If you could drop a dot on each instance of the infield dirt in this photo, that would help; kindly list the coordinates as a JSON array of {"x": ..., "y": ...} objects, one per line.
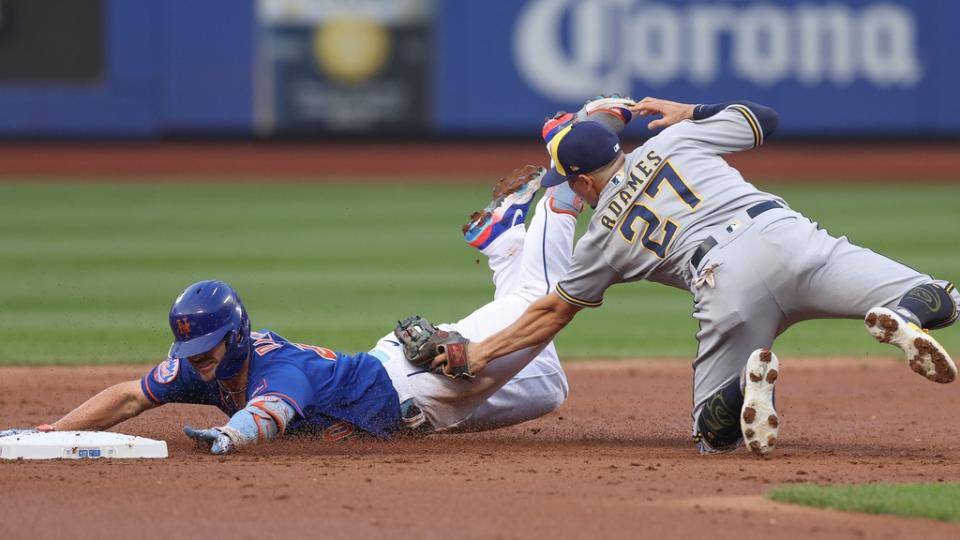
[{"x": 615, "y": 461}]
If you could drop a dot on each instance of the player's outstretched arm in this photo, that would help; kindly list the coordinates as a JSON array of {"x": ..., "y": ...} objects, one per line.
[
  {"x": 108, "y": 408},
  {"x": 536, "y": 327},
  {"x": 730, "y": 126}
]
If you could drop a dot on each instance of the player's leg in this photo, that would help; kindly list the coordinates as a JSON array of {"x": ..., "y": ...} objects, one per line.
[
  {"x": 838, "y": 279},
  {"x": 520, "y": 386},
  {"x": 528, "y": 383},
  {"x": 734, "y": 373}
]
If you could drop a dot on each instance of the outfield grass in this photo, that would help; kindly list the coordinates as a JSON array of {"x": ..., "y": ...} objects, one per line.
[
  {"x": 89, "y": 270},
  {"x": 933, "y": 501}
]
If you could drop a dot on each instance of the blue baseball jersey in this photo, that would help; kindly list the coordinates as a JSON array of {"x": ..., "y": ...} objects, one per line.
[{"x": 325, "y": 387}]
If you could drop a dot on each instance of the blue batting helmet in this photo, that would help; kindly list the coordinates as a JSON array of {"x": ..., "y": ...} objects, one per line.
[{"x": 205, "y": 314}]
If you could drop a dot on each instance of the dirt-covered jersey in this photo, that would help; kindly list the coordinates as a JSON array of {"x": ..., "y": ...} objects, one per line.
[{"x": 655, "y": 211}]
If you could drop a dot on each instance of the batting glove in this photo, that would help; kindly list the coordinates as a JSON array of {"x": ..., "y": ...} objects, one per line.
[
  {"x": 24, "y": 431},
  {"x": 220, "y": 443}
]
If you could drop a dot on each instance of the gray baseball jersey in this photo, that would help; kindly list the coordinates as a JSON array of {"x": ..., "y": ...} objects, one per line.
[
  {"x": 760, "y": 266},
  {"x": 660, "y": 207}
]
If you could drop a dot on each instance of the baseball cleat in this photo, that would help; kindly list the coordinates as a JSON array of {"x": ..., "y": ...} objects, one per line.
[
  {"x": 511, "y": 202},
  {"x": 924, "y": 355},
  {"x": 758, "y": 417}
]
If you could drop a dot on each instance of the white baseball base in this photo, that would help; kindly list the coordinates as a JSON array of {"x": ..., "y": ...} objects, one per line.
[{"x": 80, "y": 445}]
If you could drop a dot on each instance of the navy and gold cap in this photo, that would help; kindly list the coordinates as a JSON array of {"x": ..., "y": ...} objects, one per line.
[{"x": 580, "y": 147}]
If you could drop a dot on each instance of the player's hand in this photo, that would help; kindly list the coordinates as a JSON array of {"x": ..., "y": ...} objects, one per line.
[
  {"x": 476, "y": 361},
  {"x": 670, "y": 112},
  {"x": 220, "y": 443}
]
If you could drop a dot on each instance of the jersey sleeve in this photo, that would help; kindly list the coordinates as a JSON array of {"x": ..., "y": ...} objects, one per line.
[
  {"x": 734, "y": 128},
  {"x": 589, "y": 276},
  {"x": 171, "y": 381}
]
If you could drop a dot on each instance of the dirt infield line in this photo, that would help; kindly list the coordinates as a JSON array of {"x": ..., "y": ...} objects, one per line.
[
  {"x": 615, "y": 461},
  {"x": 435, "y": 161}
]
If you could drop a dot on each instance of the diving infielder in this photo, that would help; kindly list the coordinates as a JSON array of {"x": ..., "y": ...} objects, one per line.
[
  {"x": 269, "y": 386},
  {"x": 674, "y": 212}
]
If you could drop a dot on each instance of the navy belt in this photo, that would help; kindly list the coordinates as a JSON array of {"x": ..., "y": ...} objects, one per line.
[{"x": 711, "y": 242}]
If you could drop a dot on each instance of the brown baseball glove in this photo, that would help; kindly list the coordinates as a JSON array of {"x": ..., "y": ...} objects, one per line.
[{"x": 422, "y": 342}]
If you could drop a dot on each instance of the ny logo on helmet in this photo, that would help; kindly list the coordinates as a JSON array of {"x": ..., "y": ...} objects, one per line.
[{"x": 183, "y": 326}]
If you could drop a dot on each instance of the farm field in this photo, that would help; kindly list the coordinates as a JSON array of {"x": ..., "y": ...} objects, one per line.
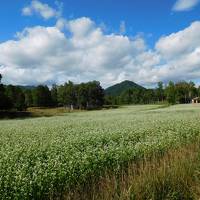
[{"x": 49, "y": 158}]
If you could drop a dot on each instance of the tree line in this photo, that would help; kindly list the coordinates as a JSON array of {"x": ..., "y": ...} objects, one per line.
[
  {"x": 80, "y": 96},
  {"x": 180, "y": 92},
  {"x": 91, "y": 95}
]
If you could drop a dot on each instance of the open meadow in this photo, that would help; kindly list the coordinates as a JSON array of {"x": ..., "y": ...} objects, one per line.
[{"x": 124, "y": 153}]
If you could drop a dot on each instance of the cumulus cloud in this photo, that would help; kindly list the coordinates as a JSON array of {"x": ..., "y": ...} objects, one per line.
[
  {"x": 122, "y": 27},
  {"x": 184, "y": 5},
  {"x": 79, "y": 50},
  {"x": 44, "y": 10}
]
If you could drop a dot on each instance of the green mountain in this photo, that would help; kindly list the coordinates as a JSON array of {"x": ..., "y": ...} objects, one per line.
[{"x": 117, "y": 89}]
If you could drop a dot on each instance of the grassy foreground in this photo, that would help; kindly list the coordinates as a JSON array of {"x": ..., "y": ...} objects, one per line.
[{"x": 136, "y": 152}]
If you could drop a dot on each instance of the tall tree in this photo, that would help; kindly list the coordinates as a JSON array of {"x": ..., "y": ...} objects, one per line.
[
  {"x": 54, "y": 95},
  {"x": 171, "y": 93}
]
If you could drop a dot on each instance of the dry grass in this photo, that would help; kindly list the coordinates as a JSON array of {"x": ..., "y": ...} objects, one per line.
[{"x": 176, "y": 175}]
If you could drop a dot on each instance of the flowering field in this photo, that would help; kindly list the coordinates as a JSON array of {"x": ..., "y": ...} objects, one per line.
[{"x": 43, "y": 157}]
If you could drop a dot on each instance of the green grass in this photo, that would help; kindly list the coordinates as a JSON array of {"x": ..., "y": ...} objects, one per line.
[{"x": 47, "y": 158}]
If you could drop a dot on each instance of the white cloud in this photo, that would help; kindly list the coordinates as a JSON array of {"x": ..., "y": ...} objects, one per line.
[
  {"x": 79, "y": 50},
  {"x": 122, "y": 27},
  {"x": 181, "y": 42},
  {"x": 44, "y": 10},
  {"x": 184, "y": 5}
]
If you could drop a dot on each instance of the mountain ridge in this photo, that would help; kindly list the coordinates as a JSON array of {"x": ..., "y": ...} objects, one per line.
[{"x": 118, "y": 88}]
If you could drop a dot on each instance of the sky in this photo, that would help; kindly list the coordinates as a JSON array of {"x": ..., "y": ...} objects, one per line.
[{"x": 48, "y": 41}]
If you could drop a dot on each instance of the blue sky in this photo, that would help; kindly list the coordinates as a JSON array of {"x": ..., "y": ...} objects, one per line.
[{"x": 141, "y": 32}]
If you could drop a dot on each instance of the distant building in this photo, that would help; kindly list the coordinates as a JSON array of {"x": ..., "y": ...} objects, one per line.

__________________________________________________

Every entry above is to be repeated word for word, with all pictures omitted.

# [Exercise output]
If you could drop a dot on each instance of the infield dirt in this photo, that would help; kindly list the coordinates as a JSON array of {"x": ..., "y": ...} objects, one per line.
[{"x": 615, "y": 461}]
If you could drop a dot on each instance of the player's outstretched arm in this photo, that would help; kindly list the coordinates as a JSON array of {"x": ..., "y": ...} objects, one per line.
[
  {"x": 108, "y": 408},
  {"x": 536, "y": 327},
  {"x": 730, "y": 126}
]
If you could drop a dot on each instance of the player's leg in this photo, that would help; kindly list the coordinates as a JSON array of {"x": ..., "y": ...} objects, one per line.
[
  {"x": 838, "y": 279},
  {"x": 520, "y": 386},
  {"x": 528, "y": 383},
  {"x": 734, "y": 373}
]
If you could drop a dot on each instance of the outfield grass in this photo, that would help; kindly list the coordinates as a JSON array of {"x": ..., "y": ...} objects, one per line.
[
  {"x": 89, "y": 270},
  {"x": 933, "y": 501}
]
If you could drop a dot on each instance of the blue baseball jersey in this photo, that would help; kindly list the coordinates as a JSON array of {"x": ..., "y": ...} objects, one per line.
[{"x": 325, "y": 387}]
If you could drop a dot on each instance of the blue batting helmet in this photo, that would help; kindly list the coordinates as a JSON array of {"x": ..., "y": ...} objects, one per line.
[{"x": 205, "y": 314}]
If you could drop a dot on each instance of the dirt-covered jersey in this photo, that would help; kindly list the coordinates as a JSON array of {"x": ..., "y": ...} objects, one per line.
[{"x": 655, "y": 211}]
If you could drop a dot on each instance of the batting glove in this photo, that would help; kindly list the coordinates as a JSON array of {"x": ..., "y": ...} objects, one per line.
[
  {"x": 24, "y": 431},
  {"x": 220, "y": 443}
]
If you could drop a dot on each instance of the gray baseball jersey in this photo, that would help; kindly list the coordinates as a JSON array of {"x": ..., "y": ...} objects, one per line.
[
  {"x": 760, "y": 266},
  {"x": 660, "y": 207}
]
If you could drop a dot on each instance of the baseball cleat in this photo, that would help; kindly list the coordinates as a JSON array of {"x": ..., "y": ...} objects, one per line.
[
  {"x": 511, "y": 202},
  {"x": 924, "y": 355},
  {"x": 758, "y": 417}
]
If you could drop a dot on each instance of the white baseball base in this photo, that would help; kindly list the coordinates as a JSON array of {"x": ..., "y": ...} objects, one per line.
[{"x": 80, "y": 445}]
If you could drop a dot on each instance of the navy and gold cap in this photo, that would help; kindly list the coordinates as a JSON array of {"x": ..., "y": ...} objects, one per line.
[{"x": 580, "y": 147}]
If you could drop a dot on each instance of the player's hand in this photo, that would help; kindly list the coordinates as a JSON array of {"x": ..., "y": ...} objects, one per line.
[
  {"x": 476, "y": 361},
  {"x": 670, "y": 112},
  {"x": 220, "y": 443}
]
If you could drop a dot on each instance of the jersey sleeve in this photo, that would help; kindly list the coordinates as a JSON array of {"x": ..., "y": ...} objects, one per line.
[
  {"x": 734, "y": 128},
  {"x": 589, "y": 276},
  {"x": 171, "y": 381}
]
If you could drop a dot on each instance of the dirt infield line in this photo, that would help; kindly list the coordinates as a JSON array of {"x": ..., "y": ...} objects, one per line.
[
  {"x": 615, "y": 461},
  {"x": 435, "y": 161}
]
If you could drop a dot on each instance of the diving infielder in this photo, that would help; kindly list the coordinates as a JSON array of {"x": ..., "y": ...} objects, one per line.
[
  {"x": 269, "y": 386},
  {"x": 674, "y": 212}
]
If you could drop a dot on each instance of the navy belt in this photo, that would help; kindly list the coordinates as a JSON array of {"x": ..., "y": ...} objects, one per line.
[{"x": 711, "y": 242}]
If you could drop a dot on each instance of the brown baseball glove in this photo, that would help; kindly list the coordinates as a JSON array of {"x": ..., "y": ...} objects, one per line.
[{"x": 422, "y": 342}]
If you could drop a dot on each instance of the ny logo on helmet in this photo, that would help; kindly list the coordinates as a JSON array of {"x": ..., "y": ...} objects, one per line.
[{"x": 183, "y": 326}]
If you could drop a dot on each instance of the farm field in this photo, that would help; kindly list the coordinates as a JSON array of {"x": ..., "y": ...} objects, one per line.
[{"x": 49, "y": 158}]
If you could drop a dot on each instance of the tree line in this photo, that would help; kindly list the coordinates as a JSON array of {"x": ..., "y": ...} objects, one per line.
[
  {"x": 80, "y": 96},
  {"x": 180, "y": 92},
  {"x": 91, "y": 95}
]
If you could drop a dot on each instance of the open meadow in this photo, that would help; kindly list the coordinates as a JSON array of {"x": ..., "y": ...} objects, one per line.
[{"x": 124, "y": 153}]
If you could drop a dot on each instance of the cumulus cloud in this photo, that would help; kindly list the coordinates as a JSON array of {"x": ..., "y": ...} objects, one per line.
[
  {"x": 122, "y": 27},
  {"x": 184, "y": 5},
  {"x": 79, "y": 50},
  {"x": 44, "y": 10}
]
If you could drop a dot on each instance of the green mountain in this photo, that would help; kindly list the coordinates as a JSON array of {"x": ..., "y": ...} objects, one per line.
[{"x": 117, "y": 89}]
If you could drop a dot on each instance of the grassy foreground in this photo, that would help; kindly list the coordinates as a JSON array of {"x": ..., "y": ...} objects, one per line.
[{"x": 136, "y": 152}]
If you could drop a dot on each instance of the tall tree in this photo, that would help; kindly list the coordinates as a JSON array of {"x": ..., "y": ...} objects, one per line.
[
  {"x": 54, "y": 95},
  {"x": 171, "y": 93}
]
If you could drop a dot on each instance of the dry grass in this photo, that would help; kindly list the coordinates as a JSON array of {"x": ..., "y": ...} objects, one per line.
[{"x": 176, "y": 175}]
If you could drop a dot on each instance of the flowering field in this photo, that would help; kindly list the coordinates as a JSON array of {"x": ..., "y": ...} objects, one per line.
[{"x": 43, "y": 157}]
If you could drop a dot on each instance of the green grass in this photo, that would help; kindly list the coordinates as a JSON array of {"x": ..., "y": ...} objects, one per line.
[{"x": 47, "y": 158}]
If you could drop a dot on each instance of the white cloud in this photo, that would help; kindly list the coordinates as a JSON array of {"x": ..., "y": ...} objects, one per line.
[
  {"x": 79, "y": 50},
  {"x": 122, "y": 27},
  {"x": 181, "y": 42},
  {"x": 44, "y": 10},
  {"x": 184, "y": 5}
]
If you could drop a dot on each instance of the mountain ridge in this photo, that would help; kindly list the coordinates as a JSON array of {"x": ..., "y": ...} objects, one per line.
[{"x": 118, "y": 88}]
If you could drop a dot on each instance of the sky in this photo, that would help; kindly list the coordinates as a JSON array of {"x": ..., "y": ...} objects, one per line.
[{"x": 48, "y": 41}]
If you could drop a dot on each instance of the blue sky in this photo, that would help; kindly list the coordinates as a JSON array of {"x": ..., "y": ...} objects, one per line.
[{"x": 141, "y": 32}]
If you could drop a dot on each instance of the distant building in this photo, that would help; kindly list the coordinates as a JSON array of {"x": ..., "y": ...} objects, one per line.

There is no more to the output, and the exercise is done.